Exercise passage:
════

Abstract
Background
Radiolucent bone lesions are encountered in all orthopedic specialties, and concise description is essential to inform evaluation and treatment. We studied the interobserver reliability and intra-observer reproducibility of three classification systems of radiographic radiolucent lesions: (1) original Lodwick classification, (2) modified Lodwick classification, and (3) Enneking classification for benign tumors. We hypothesized that intra-observer reproducibility would be good but interobserver reliability would be poor, improving with training level, and highest for the Enneking classification.
Methods
Forty-eight case sets of de-identified radiographs of radiolucent osseous lesions were selected from an orthopedic oncology practice. Each set included two orthogonal views of the lesion from initial presentation. Twenty participants (one third-year medical student, 18 residents, one orthopedic oncologist) classified each case twice, with a minimum two-week gap between sessions, according to the Lodwick classification, modified Lodwick classification, and Enneking classification. Interobserver reliability and intra-observer reproducibility were calculated using Fleiss’ kappa and Krippendorff’s alpha, treating the classifications as nominal and ordinal rankings, respectively. Linear regression models were used to determine the effect of training level on reproducibility. Contingency tables were used to assess the accuracy of correctly identifying benign versus malignant lesions against their known diagnoses.

════

Data records:
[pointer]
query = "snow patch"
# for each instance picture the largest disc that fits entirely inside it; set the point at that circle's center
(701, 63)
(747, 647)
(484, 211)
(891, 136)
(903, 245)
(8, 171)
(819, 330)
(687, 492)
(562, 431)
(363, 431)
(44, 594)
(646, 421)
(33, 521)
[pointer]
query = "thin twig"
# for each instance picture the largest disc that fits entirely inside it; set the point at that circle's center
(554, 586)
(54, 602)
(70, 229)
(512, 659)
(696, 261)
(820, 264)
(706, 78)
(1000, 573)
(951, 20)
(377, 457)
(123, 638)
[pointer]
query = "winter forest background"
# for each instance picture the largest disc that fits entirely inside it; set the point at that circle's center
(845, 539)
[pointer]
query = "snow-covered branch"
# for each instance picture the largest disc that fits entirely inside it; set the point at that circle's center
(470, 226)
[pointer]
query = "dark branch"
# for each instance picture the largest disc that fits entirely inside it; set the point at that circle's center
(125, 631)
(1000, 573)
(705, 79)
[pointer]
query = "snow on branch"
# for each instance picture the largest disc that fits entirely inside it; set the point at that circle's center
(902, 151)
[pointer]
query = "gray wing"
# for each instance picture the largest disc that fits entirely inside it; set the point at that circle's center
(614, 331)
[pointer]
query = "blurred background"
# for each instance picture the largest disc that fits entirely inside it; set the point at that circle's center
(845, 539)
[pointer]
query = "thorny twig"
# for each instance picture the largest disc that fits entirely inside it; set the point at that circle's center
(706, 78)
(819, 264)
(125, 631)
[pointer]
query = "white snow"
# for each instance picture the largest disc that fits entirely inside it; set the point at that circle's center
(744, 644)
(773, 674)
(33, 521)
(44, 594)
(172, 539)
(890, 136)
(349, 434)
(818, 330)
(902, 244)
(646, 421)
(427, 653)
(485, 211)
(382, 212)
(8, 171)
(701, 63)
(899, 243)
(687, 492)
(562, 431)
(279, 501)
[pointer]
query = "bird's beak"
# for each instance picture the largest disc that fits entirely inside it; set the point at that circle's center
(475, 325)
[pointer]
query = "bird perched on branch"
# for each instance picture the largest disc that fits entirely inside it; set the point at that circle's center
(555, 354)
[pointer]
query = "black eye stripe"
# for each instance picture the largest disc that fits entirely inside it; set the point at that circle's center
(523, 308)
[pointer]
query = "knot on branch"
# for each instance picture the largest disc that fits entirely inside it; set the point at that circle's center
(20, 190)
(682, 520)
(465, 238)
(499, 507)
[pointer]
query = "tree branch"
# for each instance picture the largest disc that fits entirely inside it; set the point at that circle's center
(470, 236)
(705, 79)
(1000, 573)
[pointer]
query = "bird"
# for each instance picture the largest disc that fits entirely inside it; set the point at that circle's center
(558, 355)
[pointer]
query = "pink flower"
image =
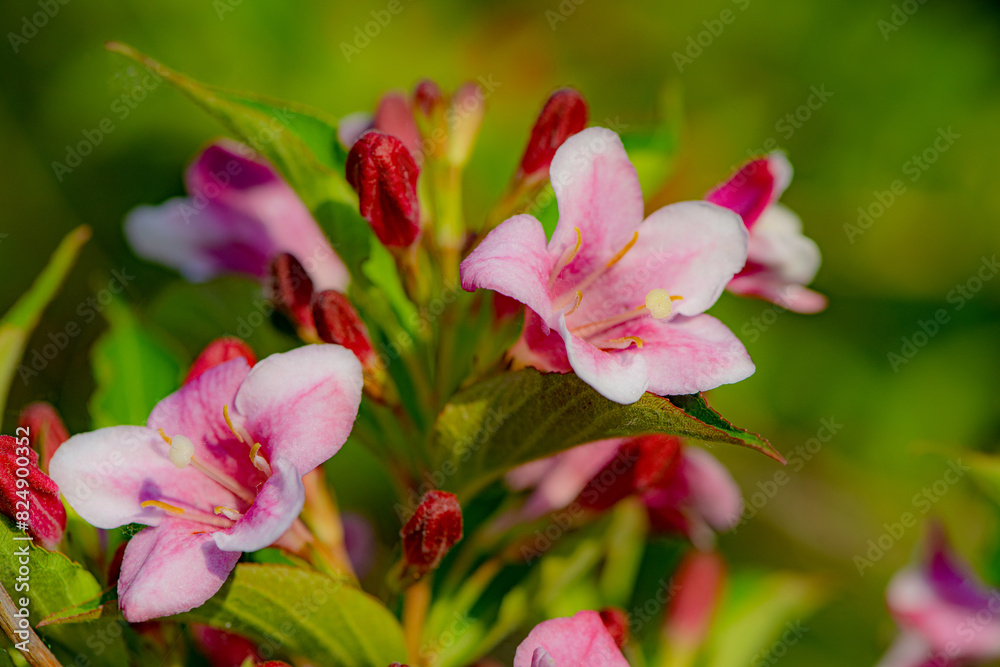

════

Using the information:
[1] List the classification systems that the bone lesion abstract says were studied.
[2] Continue the bone lesion abstract after its last sentence.
The listing comes from a separate source and is unrelated to the bone lesion abstract.

Exercise results:
[1]
- Original Lodwick classification
- Modified Lodwick classification
- Enneking classification for benign tumors

[2]
Results
Interobserver reliability was poor, as demonstrated by agreement of 39% (κ = 0.23; α = 0.54), 39% (κ = 0.25; α = 0.48), and 53% (κ = 0.28; α = 0.45) for the Lodwick, modified Lodwick, and Enneking classifications, respectively. Intra-observer reproducibility also lacked strong agreement (κ = 0.42–0.45). Training level had no effect on reproducibility (R2 < 0.2, p > 0.05 for all classifications). Comparison of intra-observer reproducibility showed Krippendorff’s alpha for the Lodwick (α = 0.72), modified Lodwick (α = 0.69), and Enneking classification (α = 0.63). Self-agreement for individuals ranged from 39–78%. Lesions were correctly classified as malignant for 73.3%, 59.0%, and 62% of cases for the three classification systems, respectively.
Conclusions
Our data demonstrate that three common classifications for osseous radiolucent lesions are neither reliable nor reproducible. Consistency of classification varied depending on lesion characteristics, with the strongest reproducibility demonstrated for the highest and lowest grades of the classification systems. There was no association between orthopedic experience and intra-observer reproducibility. These deficiencies may be improved with AI applications.